Data to use:
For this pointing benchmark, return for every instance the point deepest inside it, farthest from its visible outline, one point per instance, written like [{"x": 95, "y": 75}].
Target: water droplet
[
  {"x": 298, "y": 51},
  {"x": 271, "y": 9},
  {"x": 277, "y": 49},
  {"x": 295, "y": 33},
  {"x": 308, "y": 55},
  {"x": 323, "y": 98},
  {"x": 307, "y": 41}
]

Written exercise:
Please copy out the records above line for line, without changing any character.

Written solution:
For this pointing benchmark, return for every instance the point deepest inside it, farthest from its visible outline, one point per instance, written like [{"x": 95, "y": 75}].
Target: water droplet
[
  {"x": 298, "y": 51},
  {"x": 271, "y": 9},
  {"x": 277, "y": 49},
  {"x": 295, "y": 33},
  {"x": 308, "y": 55},
  {"x": 323, "y": 98},
  {"x": 307, "y": 41}
]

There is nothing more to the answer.